> _EXERCISE DESCRIPTION_: Pick out each line in the rows below that contains the word "drum" and copy those lines.

> _INPUT FOR THIS TASK_:
__________________________________________________

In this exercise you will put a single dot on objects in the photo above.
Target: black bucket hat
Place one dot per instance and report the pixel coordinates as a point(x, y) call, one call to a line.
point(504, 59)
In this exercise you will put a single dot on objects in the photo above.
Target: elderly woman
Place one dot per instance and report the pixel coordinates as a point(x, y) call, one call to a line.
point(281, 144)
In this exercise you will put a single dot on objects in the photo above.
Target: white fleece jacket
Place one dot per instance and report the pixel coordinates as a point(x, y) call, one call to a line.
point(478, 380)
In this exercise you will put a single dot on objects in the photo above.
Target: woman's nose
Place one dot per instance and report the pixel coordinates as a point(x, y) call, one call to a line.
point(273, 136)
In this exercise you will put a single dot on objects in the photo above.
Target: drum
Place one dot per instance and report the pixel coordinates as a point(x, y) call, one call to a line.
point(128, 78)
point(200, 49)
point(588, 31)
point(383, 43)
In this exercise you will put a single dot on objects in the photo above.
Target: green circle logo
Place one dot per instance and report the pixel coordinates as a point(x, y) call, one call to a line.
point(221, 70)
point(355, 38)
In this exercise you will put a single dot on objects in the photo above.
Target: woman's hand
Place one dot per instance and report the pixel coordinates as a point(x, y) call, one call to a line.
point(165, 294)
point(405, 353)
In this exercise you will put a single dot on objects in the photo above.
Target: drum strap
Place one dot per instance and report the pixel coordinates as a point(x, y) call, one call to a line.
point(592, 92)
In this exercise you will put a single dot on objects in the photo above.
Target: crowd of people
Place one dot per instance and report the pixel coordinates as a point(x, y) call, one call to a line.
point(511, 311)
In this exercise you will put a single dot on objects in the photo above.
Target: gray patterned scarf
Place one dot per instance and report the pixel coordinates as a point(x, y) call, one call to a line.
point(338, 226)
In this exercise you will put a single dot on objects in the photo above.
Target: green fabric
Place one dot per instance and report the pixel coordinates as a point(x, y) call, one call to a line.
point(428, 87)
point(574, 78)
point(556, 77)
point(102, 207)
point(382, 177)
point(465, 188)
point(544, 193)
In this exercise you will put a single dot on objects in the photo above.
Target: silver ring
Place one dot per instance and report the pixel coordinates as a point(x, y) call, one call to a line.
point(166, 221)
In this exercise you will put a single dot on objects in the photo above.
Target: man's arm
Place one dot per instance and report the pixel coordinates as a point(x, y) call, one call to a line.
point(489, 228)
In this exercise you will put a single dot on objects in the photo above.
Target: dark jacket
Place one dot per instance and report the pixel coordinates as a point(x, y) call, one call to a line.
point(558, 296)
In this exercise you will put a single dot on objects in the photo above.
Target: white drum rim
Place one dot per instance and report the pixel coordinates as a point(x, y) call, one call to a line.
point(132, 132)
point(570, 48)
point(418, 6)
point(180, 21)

__________________________________________________

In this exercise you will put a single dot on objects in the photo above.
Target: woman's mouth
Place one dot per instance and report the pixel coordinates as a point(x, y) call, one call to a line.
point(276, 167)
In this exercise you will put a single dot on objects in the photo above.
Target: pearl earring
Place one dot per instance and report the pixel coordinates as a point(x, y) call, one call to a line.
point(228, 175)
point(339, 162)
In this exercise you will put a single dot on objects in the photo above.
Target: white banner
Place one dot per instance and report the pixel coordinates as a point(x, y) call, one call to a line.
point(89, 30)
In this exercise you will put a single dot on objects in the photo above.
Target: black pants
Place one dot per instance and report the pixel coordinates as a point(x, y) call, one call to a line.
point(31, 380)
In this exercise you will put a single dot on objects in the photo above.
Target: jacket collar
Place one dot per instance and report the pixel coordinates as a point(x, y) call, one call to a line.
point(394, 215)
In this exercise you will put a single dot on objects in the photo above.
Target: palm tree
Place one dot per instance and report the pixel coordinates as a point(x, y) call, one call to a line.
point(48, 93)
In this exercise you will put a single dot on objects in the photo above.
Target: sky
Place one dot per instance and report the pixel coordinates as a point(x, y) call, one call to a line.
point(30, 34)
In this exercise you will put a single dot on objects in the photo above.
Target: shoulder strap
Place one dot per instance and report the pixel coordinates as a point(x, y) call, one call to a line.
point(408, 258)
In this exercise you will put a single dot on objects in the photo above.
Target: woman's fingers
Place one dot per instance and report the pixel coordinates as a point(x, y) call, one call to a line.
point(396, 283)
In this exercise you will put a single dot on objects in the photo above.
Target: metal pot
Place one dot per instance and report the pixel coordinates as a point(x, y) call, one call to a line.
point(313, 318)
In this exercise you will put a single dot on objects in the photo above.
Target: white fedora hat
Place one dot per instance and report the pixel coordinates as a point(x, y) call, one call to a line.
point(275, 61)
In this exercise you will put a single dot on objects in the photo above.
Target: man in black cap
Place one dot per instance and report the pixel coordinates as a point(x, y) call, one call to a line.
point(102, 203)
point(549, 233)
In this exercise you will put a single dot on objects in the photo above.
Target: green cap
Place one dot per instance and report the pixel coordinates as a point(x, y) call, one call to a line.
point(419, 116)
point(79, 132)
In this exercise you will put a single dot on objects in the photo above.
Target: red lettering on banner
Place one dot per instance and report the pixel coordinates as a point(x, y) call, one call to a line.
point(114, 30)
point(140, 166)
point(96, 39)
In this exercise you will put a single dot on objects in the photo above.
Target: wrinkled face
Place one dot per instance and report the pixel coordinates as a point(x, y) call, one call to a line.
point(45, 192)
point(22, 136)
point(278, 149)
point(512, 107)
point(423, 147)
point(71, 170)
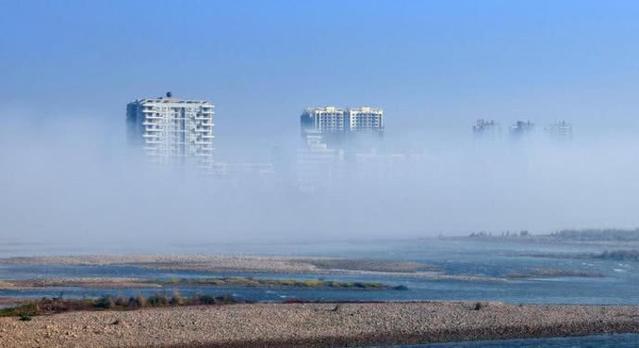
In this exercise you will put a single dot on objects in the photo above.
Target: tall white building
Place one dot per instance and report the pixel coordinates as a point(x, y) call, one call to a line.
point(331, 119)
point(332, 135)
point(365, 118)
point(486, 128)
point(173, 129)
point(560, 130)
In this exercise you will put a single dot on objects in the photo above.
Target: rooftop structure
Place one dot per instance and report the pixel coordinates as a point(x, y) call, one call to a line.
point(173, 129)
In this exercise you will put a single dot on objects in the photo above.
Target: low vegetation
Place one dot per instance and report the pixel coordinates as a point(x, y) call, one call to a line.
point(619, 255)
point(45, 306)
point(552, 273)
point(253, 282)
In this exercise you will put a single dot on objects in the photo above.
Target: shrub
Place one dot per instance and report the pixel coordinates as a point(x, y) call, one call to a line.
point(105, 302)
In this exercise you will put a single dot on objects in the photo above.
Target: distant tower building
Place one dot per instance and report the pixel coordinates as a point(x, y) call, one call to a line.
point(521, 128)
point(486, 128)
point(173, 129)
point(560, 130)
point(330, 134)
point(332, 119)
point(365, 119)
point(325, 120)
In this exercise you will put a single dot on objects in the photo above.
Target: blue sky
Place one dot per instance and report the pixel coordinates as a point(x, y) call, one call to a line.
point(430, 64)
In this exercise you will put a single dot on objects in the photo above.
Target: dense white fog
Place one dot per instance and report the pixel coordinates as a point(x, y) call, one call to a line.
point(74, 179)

__________________________________________________

> _EXERCISE ANSWER_:
Target: drum
Target: drum strap
Target: white drum rim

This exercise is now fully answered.